- [Aim of the exercise]: Reproduce all the material exactly, minus any pictures it holds.

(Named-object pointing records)
** Start **

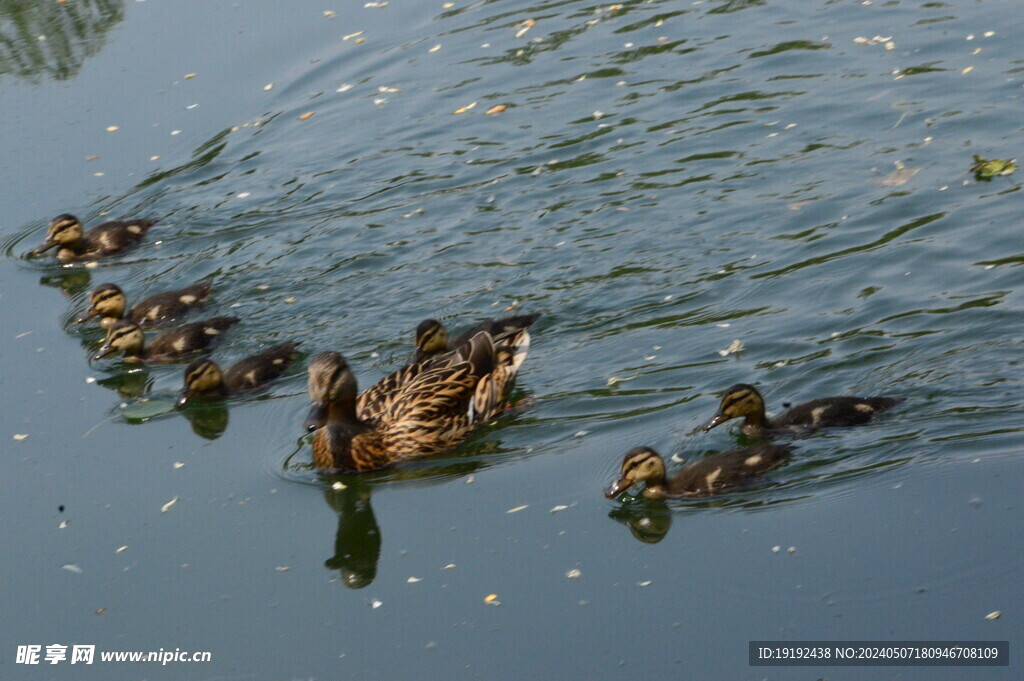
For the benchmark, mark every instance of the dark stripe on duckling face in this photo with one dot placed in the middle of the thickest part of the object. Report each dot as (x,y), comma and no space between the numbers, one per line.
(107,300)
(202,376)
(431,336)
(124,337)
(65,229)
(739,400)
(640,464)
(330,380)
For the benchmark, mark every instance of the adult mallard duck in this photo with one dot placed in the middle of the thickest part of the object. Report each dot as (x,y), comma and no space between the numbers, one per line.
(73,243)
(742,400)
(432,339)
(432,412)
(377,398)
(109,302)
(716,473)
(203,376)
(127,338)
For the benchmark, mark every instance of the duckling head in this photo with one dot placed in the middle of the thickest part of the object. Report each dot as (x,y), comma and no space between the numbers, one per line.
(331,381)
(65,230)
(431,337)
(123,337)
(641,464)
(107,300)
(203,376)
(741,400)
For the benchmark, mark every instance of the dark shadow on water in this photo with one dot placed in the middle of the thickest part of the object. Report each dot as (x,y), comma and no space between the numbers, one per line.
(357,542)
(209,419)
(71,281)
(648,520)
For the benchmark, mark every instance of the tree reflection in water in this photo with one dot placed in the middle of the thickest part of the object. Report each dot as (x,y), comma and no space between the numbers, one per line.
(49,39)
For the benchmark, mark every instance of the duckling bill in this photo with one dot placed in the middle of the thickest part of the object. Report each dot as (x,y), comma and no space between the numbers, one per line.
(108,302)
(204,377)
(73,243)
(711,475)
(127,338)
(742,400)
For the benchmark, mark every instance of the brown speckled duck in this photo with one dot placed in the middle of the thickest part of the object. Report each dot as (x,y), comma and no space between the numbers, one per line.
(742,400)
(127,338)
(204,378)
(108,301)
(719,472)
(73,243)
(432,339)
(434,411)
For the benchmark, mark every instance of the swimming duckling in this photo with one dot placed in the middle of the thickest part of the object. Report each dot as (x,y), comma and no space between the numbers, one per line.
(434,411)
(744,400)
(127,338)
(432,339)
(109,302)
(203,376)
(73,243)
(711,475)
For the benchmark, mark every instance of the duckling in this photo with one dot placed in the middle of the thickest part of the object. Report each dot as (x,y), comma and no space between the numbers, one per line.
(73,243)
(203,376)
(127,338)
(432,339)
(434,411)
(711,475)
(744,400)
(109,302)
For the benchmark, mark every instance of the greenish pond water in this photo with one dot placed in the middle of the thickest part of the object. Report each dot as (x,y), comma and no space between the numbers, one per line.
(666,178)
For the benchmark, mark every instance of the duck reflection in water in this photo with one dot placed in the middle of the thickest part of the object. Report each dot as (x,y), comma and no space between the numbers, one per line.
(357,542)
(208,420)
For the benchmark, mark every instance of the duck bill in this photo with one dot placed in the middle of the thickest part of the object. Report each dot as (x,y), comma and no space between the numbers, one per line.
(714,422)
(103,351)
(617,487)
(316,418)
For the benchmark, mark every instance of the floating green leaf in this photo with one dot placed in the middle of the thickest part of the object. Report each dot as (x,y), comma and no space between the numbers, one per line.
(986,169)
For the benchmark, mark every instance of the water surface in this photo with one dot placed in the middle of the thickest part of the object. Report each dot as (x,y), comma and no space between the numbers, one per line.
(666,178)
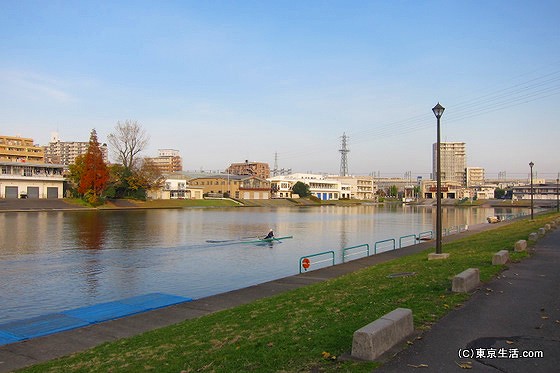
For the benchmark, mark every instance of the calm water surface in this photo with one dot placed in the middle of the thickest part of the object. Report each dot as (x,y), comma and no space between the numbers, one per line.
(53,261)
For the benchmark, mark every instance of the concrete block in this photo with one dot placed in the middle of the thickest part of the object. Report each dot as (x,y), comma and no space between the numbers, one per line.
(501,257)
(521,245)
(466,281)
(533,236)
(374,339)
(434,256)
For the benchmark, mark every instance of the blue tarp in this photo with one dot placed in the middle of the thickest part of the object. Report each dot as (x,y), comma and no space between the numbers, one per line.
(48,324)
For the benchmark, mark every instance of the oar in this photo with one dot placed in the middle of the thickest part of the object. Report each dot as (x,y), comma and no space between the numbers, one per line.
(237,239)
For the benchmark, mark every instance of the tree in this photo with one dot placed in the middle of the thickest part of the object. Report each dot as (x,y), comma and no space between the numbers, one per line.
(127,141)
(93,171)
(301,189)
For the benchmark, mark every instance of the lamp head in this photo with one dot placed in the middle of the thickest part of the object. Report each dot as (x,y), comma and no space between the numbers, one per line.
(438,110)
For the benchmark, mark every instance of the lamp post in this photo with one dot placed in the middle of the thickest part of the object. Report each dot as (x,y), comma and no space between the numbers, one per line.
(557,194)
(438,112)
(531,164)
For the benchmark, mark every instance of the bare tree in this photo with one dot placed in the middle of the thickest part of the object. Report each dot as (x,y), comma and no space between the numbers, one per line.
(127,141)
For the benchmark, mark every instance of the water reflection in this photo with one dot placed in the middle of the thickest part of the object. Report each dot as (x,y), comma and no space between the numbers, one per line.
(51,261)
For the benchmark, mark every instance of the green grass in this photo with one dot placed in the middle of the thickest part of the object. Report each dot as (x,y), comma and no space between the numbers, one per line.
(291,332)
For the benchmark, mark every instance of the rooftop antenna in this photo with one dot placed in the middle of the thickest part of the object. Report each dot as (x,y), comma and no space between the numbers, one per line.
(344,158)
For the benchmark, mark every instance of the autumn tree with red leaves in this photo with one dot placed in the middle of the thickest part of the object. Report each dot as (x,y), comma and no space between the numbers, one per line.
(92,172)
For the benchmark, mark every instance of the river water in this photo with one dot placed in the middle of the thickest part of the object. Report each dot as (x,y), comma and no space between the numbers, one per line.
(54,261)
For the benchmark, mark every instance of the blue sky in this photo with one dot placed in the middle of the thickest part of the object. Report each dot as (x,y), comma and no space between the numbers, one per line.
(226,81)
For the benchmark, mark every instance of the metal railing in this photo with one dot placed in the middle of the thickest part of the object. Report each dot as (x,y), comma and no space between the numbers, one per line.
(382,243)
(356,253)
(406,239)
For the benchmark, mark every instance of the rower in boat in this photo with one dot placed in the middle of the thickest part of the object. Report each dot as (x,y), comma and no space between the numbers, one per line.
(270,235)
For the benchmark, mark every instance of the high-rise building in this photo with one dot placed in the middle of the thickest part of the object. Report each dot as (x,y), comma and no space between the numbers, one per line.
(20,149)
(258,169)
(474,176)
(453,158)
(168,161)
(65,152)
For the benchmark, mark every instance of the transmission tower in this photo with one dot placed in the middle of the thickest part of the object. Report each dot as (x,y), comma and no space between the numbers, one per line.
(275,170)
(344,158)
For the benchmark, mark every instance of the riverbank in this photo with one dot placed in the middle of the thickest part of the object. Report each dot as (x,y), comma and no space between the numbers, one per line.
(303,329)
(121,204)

** End **

- [Output of the task]:
For the benchmark, mark every instance of the dark stripe on duckling face in this photo with one dot placed in the middle of the thickest part of the object. Report each dot as (x,y), comma and no space between the numbers, one per line.
(107,300)
(202,376)
(431,336)
(124,337)
(65,229)
(739,400)
(640,464)
(330,380)
For the benchmark, mark every instance of the adult mallard duck in this photo with one dot placed in the middle of the thickest part of the object. Report each dot as (x,y), comma and no space between the numbers, one per line.
(73,243)
(742,400)
(432,339)
(432,412)
(377,398)
(109,302)
(716,473)
(203,376)
(127,338)
For the benchmark, mark every instance of the duckling head in this photo with one dot placed in the middle of the thickest part of the object. Report each dot as (x,y), comma and no space between the numbers, one per line.
(331,381)
(65,230)
(431,337)
(123,337)
(641,464)
(107,300)
(203,376)
(741,400)
For the benchmark, mark every instance of the dark shadow on water in this photo with one dot placed in the middle of the thickest part of the object. Report each dot as (x,y), comma and no space between the numbers, one per line.
(357,542)
(209,419)
(71,281)
(648,520)
For the benchmark, mark every instance of the tree reflection in water in this photo with one dot placed in the middle of the thickest part of the object. Report each dot as (x,y), comma and no space between the numbers, one per line.
(49,39)
For the benchmark, mark every instance of the duckling bill in this photo with one dot placed in the middle of the thickest part of the object. Report each dot as (x,y), comma and no space between the numbers, one per line.
(108,302)
(204,377)
(73,243)
(711,475)
(127,338)
(742,400)
For the benchmark, mark every instance of the brown speckled duck in this photo with one dot placed in the middle of the thickest part of the object. Report each dot as (x,y), comma and no space between the numbers, one per line.
(742,400)
(127,338)
(204,378)
(108,301)
(719,472)
(73,243)
(432,339)
(434,411)
For the benchmark, mark every instance of the swimming duckling in this photo with one dot placed in the middle of the thickest part of the object. Report each dot as (x,y), comma and no space between the numbers, one per line.
(434,411)
(744,400)
(127,338)
(432,339)
(109,302)
(203,376)
(73,243)
(711,475)
For the benchmark, mark every instance of the duckling in this photo with one dot placed in the middle of the thickest part of the object. Report each dot as (x,y), comma and no space between the numbers, one per line.
(73,243)
(203,376)
(127,338)
(432,339)
(434,411)
(711,475)
(744,400)
(109,302)
For the benchmark, mark every instance of the greenish pond water in this photo with one dot placed in the middle of the thickest part of the object. Report each dot as (x,y), comma and no space between the numbers, one per line.
(666,178)
For the benchmark, mark every instance of the duck reflection in water in this photo with one dot placed in the middle of the thickest part of the object. Report each dot as (x,y), comma and no space between the numbers, one per line.
(357,542)
(208,420)
For the benchmark, mark every instance of the duck bill in this photo with one dot placed in the middle of the thickest part of the object. Report each dot as (x,y), comma and no space between the numbers, one per line.
(714,422)
(103,351)
(617,487)
(316,418)
For the benchmark, mark every instance of the floating green leaf in this photo with one dot placed in the middle of the thickest part of the object. Report each dot as (x,y), comma and no space between the numbers, one per line.
(986,169)
For the benchmark, mark every instance of the water surface in this photo with one dot placed in the middle of the thickest part of the object. Report each dot as (x,y), comma and no space between the numbers, one per line.
(666,178)
For the benchmark, mark every instance of the calm water surface in this photo with one dot placed in the middle of the thickest part of the object. Report each dot as (x,y), comma and no space between the numbers, one per line.
(53,261)
For the benchmark, mark every instance of the concrete block in this photo with one dot placed in the middle of the thickest part of the object. Report each dot as (x,y), comma and no space between the numbers, one per line.
(501,257)
(521,245)
(466,281)
(533,236)
(374,339)
(434,256)
For the benchmark, mark every instance of the blue tarp in this photo with one dot placed in the middle of the thickest part of the object. Report each dot as (x,y), comma and no space between the numbers, one per line.
(48,324)
For the benchmark, mark every instance of the oar in this photo with one dot placed in the middle of the thickest part of the object. Report each dot as (x,y), comma and no space between the numbers, one per line.
(237,239)
For the benchmark, mark every instance of the tree in this photo with one dot placed in the middle of the thickest part of the object. Report each dot as (x,y), comma and no space between the numbers, one per line.
(127,141)
(93,171)
(301,189)
For the benchmark, mark every instance of the lamp head in this photo with one dot placed in the middle of the thickest part of the object. Report each dot as (x,y), comma and no space between the numbers, one per line.
(438,110)
For the benchmark, mark every instance of the lamp post in this photo with one dot placed in the middle of the thickest part of the object. Report each dot as (x,y), comma and no space between the numbers, one per line.
(557,194)
(438,112)
(531,164)
For the benchmark, mark every instance of the bare tree in this photo with one dot placed in the middle of the thickest part of the object. Report each dot as (x,y), comma and no space between the numbers, one per line.
(127,141)
For the benchmark, mark every instance of the water reflection in this photo with one dot placed in the middle of the thickest part of the object. Report each dot as (x,y), comma and no space between the numbers, one per line.
(51,261)
For the benchmark, mark every instance of the green grass in this photo with one dot placed in the middle of the thickest part of the object. Report each dot as (x,y), comma and no space between the numbers, one per line.
(291,332)
For the benchmark, mark every instance of the rooftop antenna in this photo with one dot placed in the middle of the thickest part of the object. Report each dot as (x,y), comma and no space between the numbers, one per line.
(344,158)
For the benchmark, mark every instance of the autumn tree with red leaves in this photo with one dot placed in the middle of the thickest part of the object. Report each dot as (x,y), comma and no space between the numbers, one per line.
(92,172)
For the benchmark, mark every instance of the river water in this photo with one dot placed in the middle of the thickest part of the object. Report each dot as (x,y), comma and no space between the numbers, one per line.
(54,261)
For the benchmark, mark every instance of the blue sky in this photo with one dot placed in the middle of the thickest part of the object. Report each dot as (x,y), comma and no space between the numbers, one per line.
(226,81)
For the benchmark, mark every instance of the metal railing in this photo with one dot placed in the middle of the thickest part of the object. Report each dot as (x,y), comma and no space between the numbers, one per line.
(382,243)
(356,253)
(406,239)
For the benchmark, mark every instance of the rower in boat in this photo with one dot placed in the middle of the thickest part of the object. Report each dot as (x,y), comma and no space between the numbers, one per line.
(270,235)
For the benchmark, mark every instance of the high-rise building in this photo with one dot placed in the middle of the thickest part of the object. Report each dot as (x,y), comma and no space between the numbers, one per line.
(20,149)
(258,169)
(474,176)
(453,158)
(168,161)
(65,152)
For the benchmark, mark every instance of the transmission tower in this photo with one dot placed in the middle of the thickest part of the object. Report each dot as (x,y), comma and no space between the numbers, one per line.
(275,170)
(344,158)
For the benchmark, mark every instance of the riverbank in this photo with one dot placed in the middle of the thickest part of the object. Report each dot as (x,y), comma and no space between the numbers, one per line.
(303,329)
(121,204)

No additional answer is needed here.